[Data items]
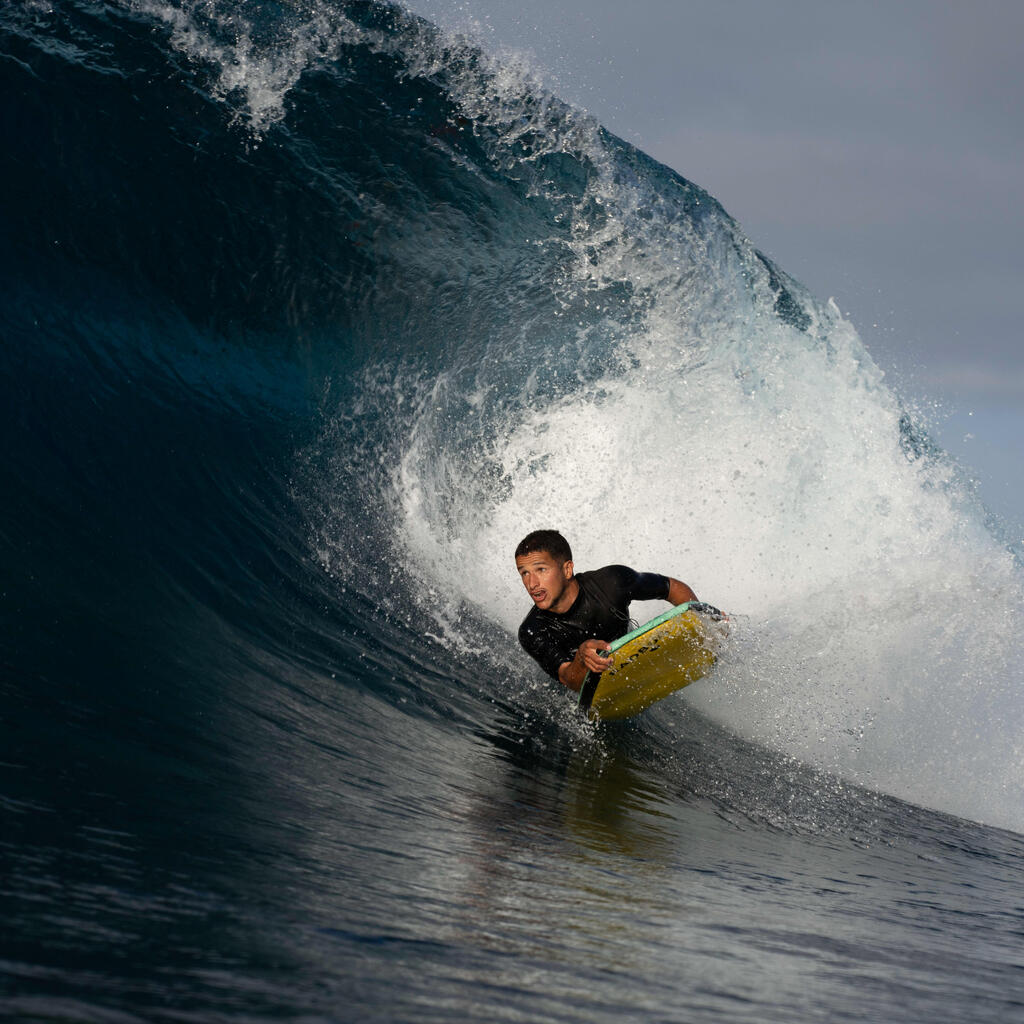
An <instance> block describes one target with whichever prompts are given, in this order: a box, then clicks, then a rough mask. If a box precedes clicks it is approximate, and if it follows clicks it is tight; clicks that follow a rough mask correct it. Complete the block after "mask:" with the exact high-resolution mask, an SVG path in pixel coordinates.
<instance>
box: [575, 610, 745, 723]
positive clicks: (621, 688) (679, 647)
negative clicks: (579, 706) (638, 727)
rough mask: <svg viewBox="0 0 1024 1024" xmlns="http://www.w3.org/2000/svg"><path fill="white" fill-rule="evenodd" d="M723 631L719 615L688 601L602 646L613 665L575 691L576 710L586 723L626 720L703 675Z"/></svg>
mask: <svg viewBox="0 0 1024 1024" xmlns="http://www.w3.org/2000/svg"><path fill="white" fill-rule="evenodd" d="M726 632H727V626H726V623H725V622H724V621H723V615H722V613H721V612H720V611H719V610H718V609H717V608H714V607H712V606H711V605H710V604H703V603H701V602H699V601H689V602H687V603H686V604H679V605H676V607H674V608H670V609H669V610H668V611H666V612H664V613H663V614H660V615H658V616H657V617H655V618H652V620H651V621H650V622H649V623H644V624H643V626H641V627H639V628H638V629H636V630H634V631H633V632H632V633H628V634H627V635H626V636H624V637H620V638H618V639H617V640H614V641H612V642H611V643H609V644H608V649H609V650H610V651H611V657H612V658H613V662H614V664H613V665H612V667H611V668H610V669H606V670H605V671H604V672H602V673H600V674H599V675H597V676H595V675H593V673H588V675H587V678H586V679H585V680H584V682H583V686H582V687H581V688H580V708H581V710H582V711H584V712H585V713H587V714H588V715H589V716H590V718H591V719H601V720H602V721H611V720H614V719H621V718H632V717H633V716H634V715H639V714H640V712H642V711H643V710H644V709H645V708H649V707H650V706H651V705H652V703H654V702H656V701H657V700H660V699H662V698H663V697H667V696H668V695H669V694H670V693H675V692H676V690H678V689H682V687H684V686H687V685H689V684H690V683H692V682H693V681H694V680H696V679H699V678H700V677H701V676H705V675H707V673H708V672H709V671H710V669H711V667H712V666H713V665H714V664H715V662H716V659H717V657H718V651H719V648H720V646H721V643H722V640H723V638H724V636H725V634H726Z"/></svg>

*THE TASK*.
Only lines containing the word "clicks" should appear in the answer, and every such line from the records above must be there.

*YOUR RESPONSE*.
An <instance> block describes one target with whichever prompts are given, in this order: a box, then clicks, then a rough mask. If a box precedes clicks it is approximate, and if it follows clicks it is tight; clicks that follow a rough mask correct it. Complete the block after "mask:" with the exact high-resolution mask, an SVG path in pixel coordinates.
positive clicks: (621, 688) (679, 647)
negative clicks: (579, 706) (638, 727)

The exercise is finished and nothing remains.